▶ **Problem to work on**: Word for word, restate the records that come after this.

**** Input records ****

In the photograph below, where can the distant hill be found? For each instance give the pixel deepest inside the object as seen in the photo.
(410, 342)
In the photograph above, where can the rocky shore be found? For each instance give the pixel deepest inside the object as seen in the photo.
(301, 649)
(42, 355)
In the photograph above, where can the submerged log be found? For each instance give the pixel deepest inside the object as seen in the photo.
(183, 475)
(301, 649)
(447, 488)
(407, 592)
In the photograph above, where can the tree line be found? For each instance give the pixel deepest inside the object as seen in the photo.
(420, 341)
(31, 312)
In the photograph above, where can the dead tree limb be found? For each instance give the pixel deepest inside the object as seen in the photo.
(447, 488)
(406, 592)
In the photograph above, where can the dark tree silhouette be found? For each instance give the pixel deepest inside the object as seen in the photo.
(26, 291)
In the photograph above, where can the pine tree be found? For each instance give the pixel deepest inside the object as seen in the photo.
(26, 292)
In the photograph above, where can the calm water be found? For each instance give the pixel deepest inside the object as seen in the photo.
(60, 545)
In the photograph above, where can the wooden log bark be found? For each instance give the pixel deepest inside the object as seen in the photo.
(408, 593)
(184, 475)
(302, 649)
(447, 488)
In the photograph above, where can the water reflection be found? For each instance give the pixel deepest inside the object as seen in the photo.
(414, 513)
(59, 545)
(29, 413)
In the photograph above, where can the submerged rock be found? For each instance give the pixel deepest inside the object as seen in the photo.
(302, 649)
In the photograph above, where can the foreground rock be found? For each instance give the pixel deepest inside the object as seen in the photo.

****

▶ **Solution to the exercise**:
In the photograph below, where can the distant hill be found? For each instance give the pixel deepest inside the object as seen in the photo.
(410, 342)
In the photograph above, where can the rocky shore be found? For each instance give the pixel deepest inside the object as seen in the photo.
(301, 649)
(42, 355)
In the photograph above, where can the submerged log be found? For each instance give the pixel deepest inside the object as seen in the photo.
(183, 475)
(301, 649)
(447, 488)
(407, 592)
In the photograph above, where can the tree line be found? For each instance give the pixel deepest inside the object as seen in the photo.
(420, 341)
(31, 312)
In the photograph above, where can the dead tree limb be found? For each instance give the pixel deepest inside the object as seen in the photo.
(447, 488)
(406, 592)
In the photograph above, where can the dark tree silhouette be found? For each instance give the pixel deepest inside the object as seen in the photo.
(26, 291)
In the photograph above, where can the pine tree be found? For each instance give the pixel deepest inside the object as seen in the photo.
(26, 292)
In the photograph above, where can the calm water be found? For each instance give the pixel deepest inside the object as seen in the photo.
(60, 545)
In the photograph above, where can the wooden log bark be found? For each instance give the pixel deepest inside the object as seen in the photo.
(408, 593)
(184, 475)
(302, 649)
(447, 488)
In the photograph above, where can the water reflection be found? For each instance give the pixel deepest inside the object as seen in the photo.
(414, 513)
(59, 545)
(29, 413)
In the photograph above, where can the submerged rock be found? For each instance give the pixel deepest inside the object as seen in the photo.
(302, 649)
In the photograph above, where can the foreground rock be found? For each instance give the pixel deepest inside the object as seen in the photo.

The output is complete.